What is being asked »
Render everything in the listing below, from the line containing "Expected: for each instance of the hooked" down to the line containing "x=875 y=610", as a Markdown table with the columns Row and Line. Number each line in the Row column and leave out any blank lines.

(Excerpts from a pointing dataset)
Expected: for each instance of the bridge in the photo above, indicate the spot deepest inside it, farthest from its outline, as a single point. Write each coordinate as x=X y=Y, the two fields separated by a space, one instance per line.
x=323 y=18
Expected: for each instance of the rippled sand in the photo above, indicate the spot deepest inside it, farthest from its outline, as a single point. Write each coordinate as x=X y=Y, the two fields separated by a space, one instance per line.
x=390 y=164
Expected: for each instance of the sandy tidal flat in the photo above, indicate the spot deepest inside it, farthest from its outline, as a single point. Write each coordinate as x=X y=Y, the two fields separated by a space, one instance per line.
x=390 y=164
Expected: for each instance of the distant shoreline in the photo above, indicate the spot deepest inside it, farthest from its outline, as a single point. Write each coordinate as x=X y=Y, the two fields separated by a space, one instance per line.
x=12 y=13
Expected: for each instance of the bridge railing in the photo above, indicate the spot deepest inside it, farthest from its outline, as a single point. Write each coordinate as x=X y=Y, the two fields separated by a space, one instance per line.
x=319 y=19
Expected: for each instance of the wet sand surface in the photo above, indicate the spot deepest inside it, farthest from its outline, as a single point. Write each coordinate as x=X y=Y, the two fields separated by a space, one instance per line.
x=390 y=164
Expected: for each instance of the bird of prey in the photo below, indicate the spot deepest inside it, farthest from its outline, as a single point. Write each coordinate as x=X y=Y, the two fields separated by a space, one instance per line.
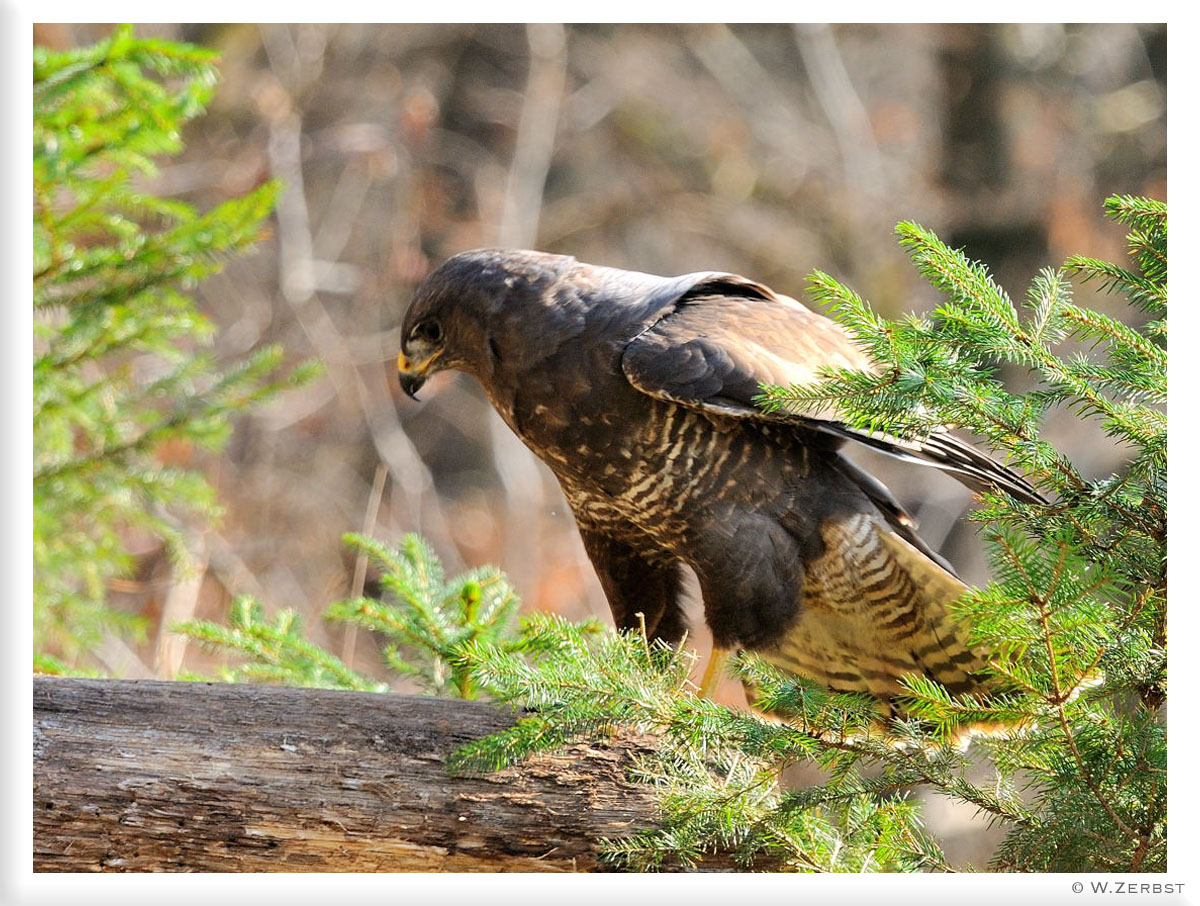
x=639 y=393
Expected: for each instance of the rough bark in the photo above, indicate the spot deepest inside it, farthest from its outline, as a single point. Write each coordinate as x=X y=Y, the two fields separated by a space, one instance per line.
x=196 y=777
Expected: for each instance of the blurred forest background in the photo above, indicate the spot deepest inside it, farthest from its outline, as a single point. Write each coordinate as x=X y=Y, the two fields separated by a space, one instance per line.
x=765 y=150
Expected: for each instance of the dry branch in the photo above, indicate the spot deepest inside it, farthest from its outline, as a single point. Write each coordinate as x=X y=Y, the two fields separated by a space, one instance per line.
x=138 y=775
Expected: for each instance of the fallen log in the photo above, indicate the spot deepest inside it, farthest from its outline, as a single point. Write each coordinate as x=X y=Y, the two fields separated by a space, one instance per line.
x=142 y=775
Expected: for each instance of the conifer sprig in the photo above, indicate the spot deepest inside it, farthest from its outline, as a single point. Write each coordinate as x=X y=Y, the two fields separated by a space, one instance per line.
x=119 y=369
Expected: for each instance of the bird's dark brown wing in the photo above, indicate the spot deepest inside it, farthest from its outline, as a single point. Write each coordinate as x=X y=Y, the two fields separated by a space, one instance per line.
x=714 y=349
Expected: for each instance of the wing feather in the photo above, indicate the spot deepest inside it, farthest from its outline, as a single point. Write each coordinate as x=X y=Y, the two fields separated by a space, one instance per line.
x=714 y=351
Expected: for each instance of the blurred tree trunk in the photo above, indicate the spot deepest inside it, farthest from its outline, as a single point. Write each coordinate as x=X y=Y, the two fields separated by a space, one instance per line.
x=141 y=775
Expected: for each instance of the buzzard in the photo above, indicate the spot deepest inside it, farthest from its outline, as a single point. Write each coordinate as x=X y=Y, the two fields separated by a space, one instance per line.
x=637 y=391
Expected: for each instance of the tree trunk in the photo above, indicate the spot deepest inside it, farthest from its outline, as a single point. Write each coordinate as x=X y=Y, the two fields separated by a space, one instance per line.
x=198 y=777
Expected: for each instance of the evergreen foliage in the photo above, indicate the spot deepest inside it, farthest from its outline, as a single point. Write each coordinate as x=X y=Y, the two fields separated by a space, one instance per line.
x=1075 y=744
x=425 y=619
x=118 y=372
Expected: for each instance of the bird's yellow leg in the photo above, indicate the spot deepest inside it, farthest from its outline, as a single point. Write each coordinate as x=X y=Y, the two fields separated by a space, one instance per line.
x=714 y=672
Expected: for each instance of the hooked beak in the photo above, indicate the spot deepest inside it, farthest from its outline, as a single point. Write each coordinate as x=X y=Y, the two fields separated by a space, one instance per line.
x=413 y=375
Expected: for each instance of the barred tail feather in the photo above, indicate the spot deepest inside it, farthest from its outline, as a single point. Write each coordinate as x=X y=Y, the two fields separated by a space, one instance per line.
x=875 y=610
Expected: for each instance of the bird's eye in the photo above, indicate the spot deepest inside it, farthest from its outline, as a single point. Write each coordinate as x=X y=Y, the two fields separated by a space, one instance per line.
x=429 y=331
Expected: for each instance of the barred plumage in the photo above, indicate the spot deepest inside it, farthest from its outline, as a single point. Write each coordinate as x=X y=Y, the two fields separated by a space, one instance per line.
x=639 y=394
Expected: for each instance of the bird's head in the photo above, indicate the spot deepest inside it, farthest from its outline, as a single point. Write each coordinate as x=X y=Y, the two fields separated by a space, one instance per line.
x=463 y=313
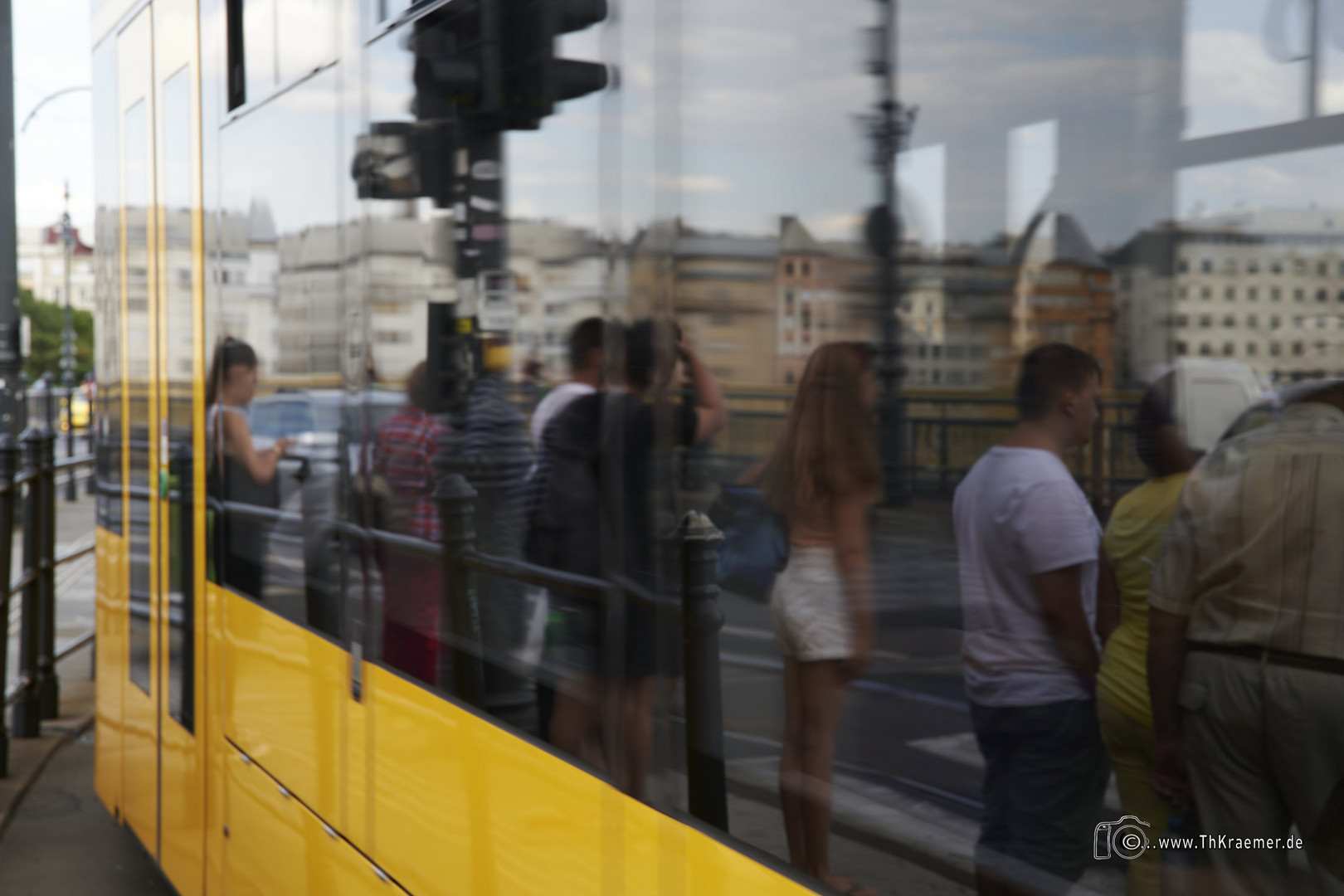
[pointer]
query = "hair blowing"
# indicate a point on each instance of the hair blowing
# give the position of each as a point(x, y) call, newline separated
point(827, 445)
point(229, 353)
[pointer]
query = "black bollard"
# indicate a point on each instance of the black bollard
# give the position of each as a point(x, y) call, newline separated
point(27, 709)
point(8, 462)
point(49, 685)
point(460, 617)
point(702, 618)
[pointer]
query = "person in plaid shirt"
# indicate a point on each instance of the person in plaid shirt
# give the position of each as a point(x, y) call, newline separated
point(403, 460)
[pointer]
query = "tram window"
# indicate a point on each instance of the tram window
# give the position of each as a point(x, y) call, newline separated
point(179, 368)
point(139, 327)
point(281, 544)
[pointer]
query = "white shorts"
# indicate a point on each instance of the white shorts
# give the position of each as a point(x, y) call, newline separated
point(810, 609)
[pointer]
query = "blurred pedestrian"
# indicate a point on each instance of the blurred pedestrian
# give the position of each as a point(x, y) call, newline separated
point(236, 470)
point(1246, 648)
point(403, 470)
point(1129, 553)
point(592, 514)
point(585, 375)
point(823, 477)
point(1029, 544)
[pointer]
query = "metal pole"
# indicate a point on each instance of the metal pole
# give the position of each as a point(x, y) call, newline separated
point(890, 127)
point(49, 685)
point(11, 362)
point(8, 461)
point(27, 709)
point(460, 617)
point(702, 620)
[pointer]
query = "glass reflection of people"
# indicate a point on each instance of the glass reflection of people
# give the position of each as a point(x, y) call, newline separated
point(238, 472)
point(823, 477)
point(403, 460)
point(616, 433)
point(1027, 544)
point(1246, 649)
point(1131, 548)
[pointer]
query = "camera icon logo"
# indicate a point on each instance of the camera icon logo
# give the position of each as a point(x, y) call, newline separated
point(1125, 837)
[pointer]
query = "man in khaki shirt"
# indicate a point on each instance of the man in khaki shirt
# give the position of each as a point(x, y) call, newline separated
point(1246, 649)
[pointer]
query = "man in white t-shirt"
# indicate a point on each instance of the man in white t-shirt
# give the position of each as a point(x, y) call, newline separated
point(585, 375)
point(1027, 544)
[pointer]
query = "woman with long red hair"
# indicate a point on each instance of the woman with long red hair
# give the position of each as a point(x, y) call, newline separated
point(821, 477)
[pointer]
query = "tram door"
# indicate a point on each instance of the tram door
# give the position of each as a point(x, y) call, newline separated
point(163, 742)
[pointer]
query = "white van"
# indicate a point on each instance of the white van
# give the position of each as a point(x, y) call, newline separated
point(1207, 395)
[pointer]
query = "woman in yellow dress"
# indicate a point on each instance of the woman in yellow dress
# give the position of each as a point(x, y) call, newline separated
point(1129, 551)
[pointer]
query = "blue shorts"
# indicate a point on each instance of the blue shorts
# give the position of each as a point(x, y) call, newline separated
point(1046, 774)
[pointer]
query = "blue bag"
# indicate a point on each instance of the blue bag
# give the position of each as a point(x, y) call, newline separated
point(756, 542)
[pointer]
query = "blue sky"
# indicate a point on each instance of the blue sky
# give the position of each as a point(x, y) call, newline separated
point(51, 51)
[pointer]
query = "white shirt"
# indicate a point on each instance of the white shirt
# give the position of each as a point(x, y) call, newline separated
point(550, 406)
point(1019, 514)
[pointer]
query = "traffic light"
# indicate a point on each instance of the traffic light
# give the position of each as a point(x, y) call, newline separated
point(533, 78)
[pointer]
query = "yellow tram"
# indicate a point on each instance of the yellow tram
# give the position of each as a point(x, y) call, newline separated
point(249, 750)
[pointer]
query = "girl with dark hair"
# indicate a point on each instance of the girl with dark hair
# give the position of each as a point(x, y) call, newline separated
point(823, 477)
point(236, 472)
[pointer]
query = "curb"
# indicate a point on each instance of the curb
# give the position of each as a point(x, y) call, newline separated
point(56, 733)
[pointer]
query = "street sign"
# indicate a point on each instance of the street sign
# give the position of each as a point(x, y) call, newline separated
point(496, 310)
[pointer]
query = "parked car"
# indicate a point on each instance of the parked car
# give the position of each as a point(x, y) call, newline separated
point(1270, 406)
point(1207, 395)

Answer to the exercise »
| Row | Line |
|---|---|
| 1 | Expected: for each instance of the hooked beak in the photo above, indicate the spot deepest inside it, farthest from its outline, as a single point. Write each coordinate as x=X y=Y, the two fields separated by a space, one instance per line. |
| 2 | x=413 y=375 |
| 3 | Expected: for each instance of the barred tail feather in the photo above, indicate the spot deepest inside it, farthest from its outline, as a single point. Write each coordinate as x=X y=Y, the two fields separated by a space, one instance per line. |
| 4 | x=875 y=610 |